[begin EXTRACT]
Camera Movements for 2D Platformers: How Do I Know Which One to Choose

As a huge fan of 2D side-scrolling platformers, looking at how smartly a 2D world is constructed with art assets and motion designs has always been an enjoyable process. Among various details that constitute a coherent platformer experience, I often time find the camera movement being something that could instantly change the feel of the game. Cameras are the eyes with which we players perceive the game world, and given the lack of one dimension, it is of more significance to have a properly designed camera movement for 2D games since what players can see is already less than in a 3D experience.

While the camera movements in Super Mario being the one that players and designers often look at, there are other renown 2D platformers that in fact have very different designs that are worth looking at as well. Why do those game choose the specific design? What can we as designers learn from them?

Super Mario Bros (1985)

In the classic Super Mario Bros, given that the level mainly expands horizontally, the camera only moves horizontally. The camera movement is affected by a camera window–the camera will only follow the player when the player reaches the edge of the window, in this case is roughly the center of the screen. When moving, the camera directly snaps to where the player is, meaning that there’s no smooth movement or any slight delay. But players still perceive a smoothing effects because the movement of Mario himself has a fade-in and fade-out process. Interestingly, when players try to walk backwards in Super Mario Bros, the camera won’t follow them to go back and therefore restricts how much players can go back.
[end EXTRACT]
[begin DATA ENTRIES]
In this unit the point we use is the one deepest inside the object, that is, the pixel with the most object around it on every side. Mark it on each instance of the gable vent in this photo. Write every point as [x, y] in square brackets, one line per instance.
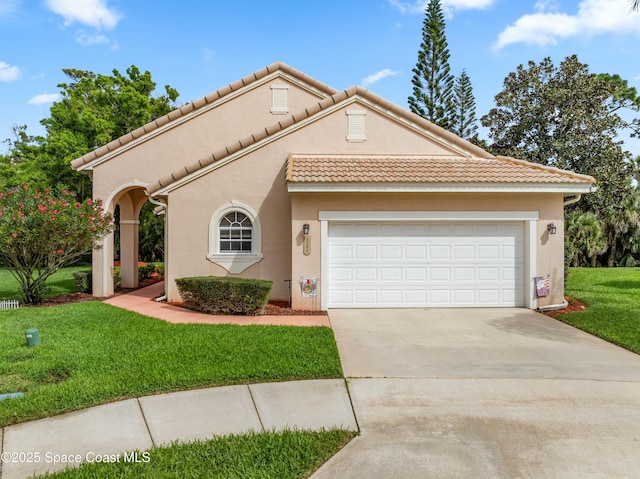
[356, 125]
[279, 99]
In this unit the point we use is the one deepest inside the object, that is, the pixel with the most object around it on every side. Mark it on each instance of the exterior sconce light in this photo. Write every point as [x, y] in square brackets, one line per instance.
[306, 240]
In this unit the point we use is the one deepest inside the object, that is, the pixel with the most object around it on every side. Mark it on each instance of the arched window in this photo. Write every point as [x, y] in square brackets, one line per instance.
[234, 237]
[236, 233]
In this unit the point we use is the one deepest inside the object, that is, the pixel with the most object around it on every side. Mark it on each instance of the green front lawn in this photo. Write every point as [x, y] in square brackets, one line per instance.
[93, 353]
[612, 296]
[288, 454]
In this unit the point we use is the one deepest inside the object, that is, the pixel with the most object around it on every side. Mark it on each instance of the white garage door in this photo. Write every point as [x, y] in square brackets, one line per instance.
[425, 264]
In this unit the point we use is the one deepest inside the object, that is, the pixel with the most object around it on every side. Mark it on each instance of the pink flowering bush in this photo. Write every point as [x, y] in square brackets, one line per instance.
[42, 231]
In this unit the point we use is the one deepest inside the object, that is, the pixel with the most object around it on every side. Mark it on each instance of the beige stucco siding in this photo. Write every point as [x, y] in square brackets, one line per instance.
[196, 137]
[305, 208]
[257, 179]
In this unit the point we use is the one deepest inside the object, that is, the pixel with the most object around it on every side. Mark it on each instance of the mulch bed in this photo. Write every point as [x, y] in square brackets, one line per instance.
[274, 308]
[574, 306]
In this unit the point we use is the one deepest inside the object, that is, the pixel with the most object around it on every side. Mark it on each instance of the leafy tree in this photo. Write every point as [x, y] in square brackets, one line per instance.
[567, 117]
[464, 123]
[585, 233]
[622, 232]
[432, 80]
[42, 231]
[94, 109]
[563, 117]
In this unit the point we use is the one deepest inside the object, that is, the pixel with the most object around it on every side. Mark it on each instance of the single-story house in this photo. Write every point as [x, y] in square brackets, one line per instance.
[341, 198]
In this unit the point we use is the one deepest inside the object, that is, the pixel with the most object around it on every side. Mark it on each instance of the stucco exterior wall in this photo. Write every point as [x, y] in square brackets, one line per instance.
[305, 208]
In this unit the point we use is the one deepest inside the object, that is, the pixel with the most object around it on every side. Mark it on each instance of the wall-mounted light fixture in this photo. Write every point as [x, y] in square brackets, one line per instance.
[306, 240]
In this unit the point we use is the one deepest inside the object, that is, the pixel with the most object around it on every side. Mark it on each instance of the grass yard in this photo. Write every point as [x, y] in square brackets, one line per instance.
[93, 353]
[61, 282]
[612, 296]
[289, 454]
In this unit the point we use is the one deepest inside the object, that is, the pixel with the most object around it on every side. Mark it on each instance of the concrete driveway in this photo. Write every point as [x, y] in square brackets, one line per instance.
[495, 393]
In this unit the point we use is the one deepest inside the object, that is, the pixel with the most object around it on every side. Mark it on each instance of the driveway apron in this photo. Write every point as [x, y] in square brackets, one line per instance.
[495, 393]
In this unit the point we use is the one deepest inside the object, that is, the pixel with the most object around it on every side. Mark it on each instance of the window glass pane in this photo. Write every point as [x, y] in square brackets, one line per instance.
[235, 232]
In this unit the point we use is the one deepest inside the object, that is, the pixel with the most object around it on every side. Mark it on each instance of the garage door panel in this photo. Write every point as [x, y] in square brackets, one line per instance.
[464, 274]
[338, 274]
[415, 252]
[425, 264]
[439, 252]
[366, 252]
[341, 252]
[391, 274]
[464, 252]
[439, 274]
[390, 252]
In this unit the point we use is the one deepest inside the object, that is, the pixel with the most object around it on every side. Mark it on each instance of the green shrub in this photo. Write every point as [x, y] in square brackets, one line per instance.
[146, 271]
[220, 295]
[159, 267]
[83, 281]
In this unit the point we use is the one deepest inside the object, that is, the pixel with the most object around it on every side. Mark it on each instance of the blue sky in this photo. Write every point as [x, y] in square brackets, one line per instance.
[198, 46]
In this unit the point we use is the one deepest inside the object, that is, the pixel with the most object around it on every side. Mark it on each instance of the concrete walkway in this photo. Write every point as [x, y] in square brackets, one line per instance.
[491, 393]
[107, 432]
[141, 301]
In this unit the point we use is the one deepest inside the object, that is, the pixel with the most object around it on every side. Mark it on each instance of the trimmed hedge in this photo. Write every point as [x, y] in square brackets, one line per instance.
[83, 281]
[223, 295]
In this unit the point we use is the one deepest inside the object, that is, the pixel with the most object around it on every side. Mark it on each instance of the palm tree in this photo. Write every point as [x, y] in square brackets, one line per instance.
[585, 236]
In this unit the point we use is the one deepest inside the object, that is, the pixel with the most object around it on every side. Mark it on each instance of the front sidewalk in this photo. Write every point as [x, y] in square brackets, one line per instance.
[113, 431]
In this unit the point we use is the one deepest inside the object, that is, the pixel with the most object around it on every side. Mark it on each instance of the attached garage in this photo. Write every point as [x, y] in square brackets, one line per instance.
[427, 264]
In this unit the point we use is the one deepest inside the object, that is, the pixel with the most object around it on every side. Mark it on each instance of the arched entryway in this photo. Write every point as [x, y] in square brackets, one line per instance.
[129, 199]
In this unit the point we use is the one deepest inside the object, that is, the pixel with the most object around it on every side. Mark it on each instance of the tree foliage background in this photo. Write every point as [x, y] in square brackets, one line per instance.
[94, 109]
[567, 117]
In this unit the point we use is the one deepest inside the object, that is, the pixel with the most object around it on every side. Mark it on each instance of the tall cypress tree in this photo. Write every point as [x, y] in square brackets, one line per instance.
[464, 124]
[432, 80]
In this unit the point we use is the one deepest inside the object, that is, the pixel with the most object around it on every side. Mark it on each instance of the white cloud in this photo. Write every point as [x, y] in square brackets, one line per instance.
[44, 98]
[8, 72]
[371, 79]
[86, 39]
[448, 6]
[8, 7]
[93, 13]
[593, 17]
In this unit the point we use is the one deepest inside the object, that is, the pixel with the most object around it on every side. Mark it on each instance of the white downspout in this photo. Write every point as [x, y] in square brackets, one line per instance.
[569, 200]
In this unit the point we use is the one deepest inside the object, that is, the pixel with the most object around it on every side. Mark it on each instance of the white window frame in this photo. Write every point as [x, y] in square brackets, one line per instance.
[356, 127]
[234, 262]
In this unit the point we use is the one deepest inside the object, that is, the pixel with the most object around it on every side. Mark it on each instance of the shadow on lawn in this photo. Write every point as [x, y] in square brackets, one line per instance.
[625, 284]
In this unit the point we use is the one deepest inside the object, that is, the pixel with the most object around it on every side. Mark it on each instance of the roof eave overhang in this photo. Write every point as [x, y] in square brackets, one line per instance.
[564, 188]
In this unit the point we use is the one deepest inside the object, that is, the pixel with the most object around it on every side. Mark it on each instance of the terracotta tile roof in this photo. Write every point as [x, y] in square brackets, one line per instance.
[422, 169]
[198, 104]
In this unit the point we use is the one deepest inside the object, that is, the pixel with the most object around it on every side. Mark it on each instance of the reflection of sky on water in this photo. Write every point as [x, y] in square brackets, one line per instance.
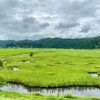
[80, 91]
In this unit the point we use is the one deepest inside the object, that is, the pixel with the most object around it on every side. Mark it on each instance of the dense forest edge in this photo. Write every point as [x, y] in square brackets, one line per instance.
[82, 43]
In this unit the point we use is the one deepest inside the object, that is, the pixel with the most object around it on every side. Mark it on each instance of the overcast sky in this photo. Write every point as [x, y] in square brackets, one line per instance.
[36, 19]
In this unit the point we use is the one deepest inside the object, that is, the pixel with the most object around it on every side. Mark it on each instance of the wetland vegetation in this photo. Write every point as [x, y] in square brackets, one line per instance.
[50, 68]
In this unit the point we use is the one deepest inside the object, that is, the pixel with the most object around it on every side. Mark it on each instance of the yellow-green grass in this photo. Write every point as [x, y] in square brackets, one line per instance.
[51, 67]
[38, 96]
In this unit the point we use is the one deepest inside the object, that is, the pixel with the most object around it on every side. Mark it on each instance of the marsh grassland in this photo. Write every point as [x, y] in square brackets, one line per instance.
[50, 68]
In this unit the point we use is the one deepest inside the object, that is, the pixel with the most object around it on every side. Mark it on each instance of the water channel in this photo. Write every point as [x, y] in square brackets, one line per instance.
[75, 90]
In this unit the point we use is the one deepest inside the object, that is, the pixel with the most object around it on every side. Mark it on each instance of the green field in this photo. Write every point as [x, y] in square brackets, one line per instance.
[50, 68]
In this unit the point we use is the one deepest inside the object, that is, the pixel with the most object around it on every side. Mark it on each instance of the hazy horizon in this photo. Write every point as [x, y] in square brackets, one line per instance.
[36, 19]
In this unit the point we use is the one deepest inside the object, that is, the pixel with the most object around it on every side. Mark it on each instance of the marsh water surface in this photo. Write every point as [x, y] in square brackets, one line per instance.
[75, 90]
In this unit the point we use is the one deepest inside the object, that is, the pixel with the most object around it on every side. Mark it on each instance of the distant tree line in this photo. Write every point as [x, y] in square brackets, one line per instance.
[83, 43]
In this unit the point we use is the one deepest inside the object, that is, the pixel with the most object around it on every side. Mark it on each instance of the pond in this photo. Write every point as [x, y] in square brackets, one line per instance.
[75, 90]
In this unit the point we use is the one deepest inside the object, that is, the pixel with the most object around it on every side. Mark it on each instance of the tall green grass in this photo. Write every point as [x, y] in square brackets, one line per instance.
[51, 68]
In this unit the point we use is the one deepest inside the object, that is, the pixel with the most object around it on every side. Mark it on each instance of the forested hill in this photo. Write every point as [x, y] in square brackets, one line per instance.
[83, 43]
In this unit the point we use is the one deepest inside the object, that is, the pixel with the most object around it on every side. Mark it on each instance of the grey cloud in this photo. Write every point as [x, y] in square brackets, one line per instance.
[43, 25]
[66, 25]
[86, 28]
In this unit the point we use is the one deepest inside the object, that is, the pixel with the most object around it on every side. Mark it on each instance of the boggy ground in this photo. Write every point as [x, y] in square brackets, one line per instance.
[38, 96]
[51, 67]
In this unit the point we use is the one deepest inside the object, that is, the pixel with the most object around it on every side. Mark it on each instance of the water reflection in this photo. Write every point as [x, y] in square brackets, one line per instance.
[80, 91]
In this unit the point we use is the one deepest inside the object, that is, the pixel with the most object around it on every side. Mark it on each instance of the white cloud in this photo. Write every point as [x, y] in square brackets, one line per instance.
[36, 19]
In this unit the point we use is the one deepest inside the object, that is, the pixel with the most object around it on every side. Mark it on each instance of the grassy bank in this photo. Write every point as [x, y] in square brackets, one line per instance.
[47, 67]
[38, 96]
[50, 67]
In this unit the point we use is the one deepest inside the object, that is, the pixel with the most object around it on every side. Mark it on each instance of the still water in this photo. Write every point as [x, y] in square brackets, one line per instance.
[75, 90]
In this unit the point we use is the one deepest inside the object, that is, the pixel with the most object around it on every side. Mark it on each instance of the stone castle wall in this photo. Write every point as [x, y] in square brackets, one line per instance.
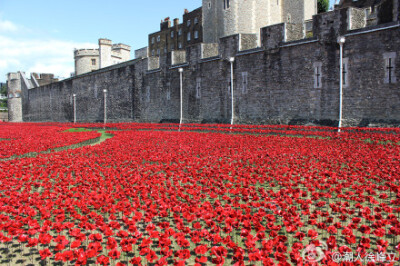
[274, 83]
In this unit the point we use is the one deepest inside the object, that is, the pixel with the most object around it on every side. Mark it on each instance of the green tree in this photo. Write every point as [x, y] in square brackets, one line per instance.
[323, 6]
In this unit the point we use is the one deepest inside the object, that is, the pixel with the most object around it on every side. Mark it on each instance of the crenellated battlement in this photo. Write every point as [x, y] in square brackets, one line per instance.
[86, 52]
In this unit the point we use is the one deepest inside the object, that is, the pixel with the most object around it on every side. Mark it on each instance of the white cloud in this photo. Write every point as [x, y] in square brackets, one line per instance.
[7, 26]
[36, 55]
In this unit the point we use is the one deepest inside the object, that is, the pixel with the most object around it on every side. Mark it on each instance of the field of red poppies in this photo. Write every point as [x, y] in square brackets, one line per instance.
[201, 195]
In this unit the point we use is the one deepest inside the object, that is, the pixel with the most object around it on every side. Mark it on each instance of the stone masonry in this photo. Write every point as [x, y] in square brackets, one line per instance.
[282, 80]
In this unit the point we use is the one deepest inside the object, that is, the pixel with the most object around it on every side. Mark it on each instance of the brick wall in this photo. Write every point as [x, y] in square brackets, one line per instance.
[272, 84]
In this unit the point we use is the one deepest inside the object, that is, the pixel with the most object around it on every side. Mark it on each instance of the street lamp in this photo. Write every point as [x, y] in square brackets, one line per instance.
[181, 95]
[341, 40]
[105, 107]
[231, 60]
[74, 96]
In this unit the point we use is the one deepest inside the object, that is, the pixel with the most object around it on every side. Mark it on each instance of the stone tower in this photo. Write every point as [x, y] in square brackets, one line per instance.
[226, 17]
[105, 46]
[14, 97]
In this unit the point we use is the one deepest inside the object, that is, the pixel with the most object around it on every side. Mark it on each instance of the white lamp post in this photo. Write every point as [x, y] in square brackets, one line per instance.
[74, 96]
[105, 107]
[341, 41]
[181, 95]
[231, 60]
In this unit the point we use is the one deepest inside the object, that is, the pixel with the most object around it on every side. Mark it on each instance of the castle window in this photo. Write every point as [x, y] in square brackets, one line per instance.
[345, 72]
[226, 4]
[148, 94]
[244, 81]
[317, 75]
[390, 68]
[198, 88]
[168, 91]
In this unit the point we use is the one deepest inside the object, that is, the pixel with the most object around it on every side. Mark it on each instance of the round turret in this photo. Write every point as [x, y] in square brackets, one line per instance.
[14, 97]
[86, 60]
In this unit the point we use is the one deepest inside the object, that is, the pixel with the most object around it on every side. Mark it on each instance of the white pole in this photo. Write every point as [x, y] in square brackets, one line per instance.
[231, 60]
[181, 95]
[341, 41]
[105, 107]
[74, 95]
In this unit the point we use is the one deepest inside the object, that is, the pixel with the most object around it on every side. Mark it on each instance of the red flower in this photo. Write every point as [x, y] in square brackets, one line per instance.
[202, 249]
[114, 254]
[136, 261]
[103, 260]
[45, 253]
[end DATA ENTRIES]
## TASKS TO COMPLETE
1. In the article on 2D platformer cameras, when does the Super Mario Bros camera start following the player?
2. Gather every line of the records that contains the string "bush", treating uppercase and lowercase as different.
The text and the records are independent of each other.

## THE RESULTS
1. When the player reaches the edge of the camera window, which is roughly the center of the screen.

2.
In this unit the point we use is the one deepest inside the object, that is, the pixel with the most object around it on every side. Mark it on each instance of the pink flowering bush in this photo. Write every point as [x, y] in square brackets, one line per instance.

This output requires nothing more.